* [Description of the task]: Print the entries below word for word, starting at the line that contains "Would you mind marking the green" and ending at the final line of the entries.

━━━━━ Recorded data

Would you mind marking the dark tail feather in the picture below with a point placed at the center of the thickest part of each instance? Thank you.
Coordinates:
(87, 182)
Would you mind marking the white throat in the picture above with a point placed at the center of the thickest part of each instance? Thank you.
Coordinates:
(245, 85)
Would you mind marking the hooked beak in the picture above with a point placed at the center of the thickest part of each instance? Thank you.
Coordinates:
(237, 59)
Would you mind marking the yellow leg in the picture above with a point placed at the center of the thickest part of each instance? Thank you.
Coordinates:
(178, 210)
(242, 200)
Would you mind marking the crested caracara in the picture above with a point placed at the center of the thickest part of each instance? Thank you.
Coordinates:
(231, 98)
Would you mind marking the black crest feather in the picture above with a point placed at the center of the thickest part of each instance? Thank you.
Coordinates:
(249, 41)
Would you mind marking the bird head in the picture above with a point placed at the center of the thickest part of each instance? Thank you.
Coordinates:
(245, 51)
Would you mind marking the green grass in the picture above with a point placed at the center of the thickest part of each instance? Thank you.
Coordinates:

━━━━━━━━━━

* [Problem solution]:
Would you mind marking the green grass in the picture above with a point placed at the center of the thickest part of each instance? Thank you.
Coordinates:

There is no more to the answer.